EXTRACTED TEXT:
U.S.-Style Unapproved Stock Options
Oftentimes in U.S. transactions, when stock options are issued to management of PE-backed companies, the options are exercisable immediately before a sale of the company at a predetermined strike price. In the United Kingdom, “unapproved” stock options of this nature are unattractive for UK management teams because they create tremendous tax burdens for the optionholders.
In the United States (in the case of non-qualified stock options), no income tax arises on the grant of unapproved stock options, but the exercise of the option triggers an income tax charge on the fair market value of the shares at the time of exercise, less the strike price paid by management. In the United Kingdom, however, when such options are exercised in connection with a sale, the resulting shares will be regarded by the tax authority, Her Majesty’s Revenue and Customs (HMRC), as readily convertible assets. As such, any gain arising on exercise will be subject to NIC payments at a rate of 2 percent for the optionholder and 13.8 percent for the issuing company. Furthermore, where unapproved stock options are granted, the issuing company may require management to pay both the employee and employer portion of the NIC amounts. Though any portion of the employer NIC amount that is actually paid by the optionholder is tax deductible, this additional cost puts management’s effective tax rate in the region of 55 percent. At these rates, issuing U.S.-style stock options is clearly an unattractive form of remuneration for UK-resident management teams.
Any sophisticated adviser will warn management against accepting U.S.-style stock options, and the UK market has developed a number of more tax-efficient incentives in response, which we explore in the following paragraphs.

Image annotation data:
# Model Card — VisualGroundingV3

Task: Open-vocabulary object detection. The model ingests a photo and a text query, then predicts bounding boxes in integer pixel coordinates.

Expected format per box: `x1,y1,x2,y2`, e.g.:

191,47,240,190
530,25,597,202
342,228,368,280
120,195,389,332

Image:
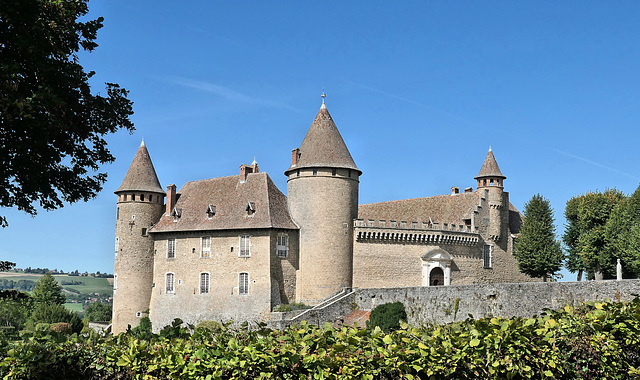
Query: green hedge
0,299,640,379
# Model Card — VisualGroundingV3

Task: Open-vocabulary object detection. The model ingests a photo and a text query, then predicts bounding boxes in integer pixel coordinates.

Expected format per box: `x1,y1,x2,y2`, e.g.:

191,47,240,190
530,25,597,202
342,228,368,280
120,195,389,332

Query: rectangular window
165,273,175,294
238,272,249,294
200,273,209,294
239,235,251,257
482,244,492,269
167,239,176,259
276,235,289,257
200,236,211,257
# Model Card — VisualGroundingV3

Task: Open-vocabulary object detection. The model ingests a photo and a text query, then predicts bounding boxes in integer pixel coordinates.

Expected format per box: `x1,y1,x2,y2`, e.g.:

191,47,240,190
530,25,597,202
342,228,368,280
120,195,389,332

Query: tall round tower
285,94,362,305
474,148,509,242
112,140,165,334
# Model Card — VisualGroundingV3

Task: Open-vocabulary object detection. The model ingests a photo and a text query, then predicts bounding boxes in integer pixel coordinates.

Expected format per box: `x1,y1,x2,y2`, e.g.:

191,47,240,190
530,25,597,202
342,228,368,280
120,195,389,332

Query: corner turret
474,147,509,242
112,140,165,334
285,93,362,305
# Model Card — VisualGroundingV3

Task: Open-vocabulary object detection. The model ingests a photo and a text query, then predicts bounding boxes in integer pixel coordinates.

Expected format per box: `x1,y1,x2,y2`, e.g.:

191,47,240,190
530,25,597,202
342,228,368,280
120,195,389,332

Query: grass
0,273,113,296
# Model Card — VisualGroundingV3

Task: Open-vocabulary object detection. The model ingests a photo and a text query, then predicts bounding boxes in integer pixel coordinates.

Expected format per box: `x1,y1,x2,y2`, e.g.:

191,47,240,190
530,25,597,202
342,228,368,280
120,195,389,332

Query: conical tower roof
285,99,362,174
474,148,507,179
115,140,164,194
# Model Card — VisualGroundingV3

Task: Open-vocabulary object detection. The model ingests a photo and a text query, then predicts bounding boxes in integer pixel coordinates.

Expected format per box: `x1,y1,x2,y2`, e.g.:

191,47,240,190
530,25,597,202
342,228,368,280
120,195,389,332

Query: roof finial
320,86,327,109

SHORT EXERCISE A: According to the passage on U.S.-style stock options, why are unapproved stock options of this kind a poor choice for UK management teams? Answer in one to three sentences.
SHORT EXERCISE B:
Answer these from the passage on U.S.-style stock options, one line each:
(i) In the United States, does income tax arise when non-qualified stock options are granted?
(ii) What NIC rate applies to the optionholder on a gain arising at exercise?
(iii) What has the UK market developed in response to these problems?
SHORT EXERCISE C: Write the next part of the passage on U.S.-style stock options, picking up after its final sentence.

ANSWER A: When such options are exercised in connection with a sale, HMRC treats the shares as readily convertible assets, so any gain is subject to NIC at 2 percent for the optionholder and 13.8 percent for the issuing company. Since the company may also require management to pay the employer portion, management's effective tax rate comes to around 55 percent.

ANSWER B:
(i) No. Income tax arises only on exercise.
(ii) 2 percent.
(iii) A number of more tax-efficient incentives.

ANSWER C:
If structured appropriately, a much more tax favorable form of equity incentive for UK management teams is outright stock ownership. This many time takes the form of a “flowering” class of stock, which participates in proceeds from a liquidity event in circumstances in which the PE investor has achieved a target rate of return. The stock is likely restricted in nature, as it will be subject to compulsory transfer provisions that result in forfeiture or mandatory sale for less than fair market value, depending on whether, and perhaps how and when, a recipient’s employment ends. Proper structuring can ensure that no charge to income tax arises as a result of the actual acquisition of the restricted stock and that gains delivered upon a liquidity event are subject to capital rather than income tax treatment.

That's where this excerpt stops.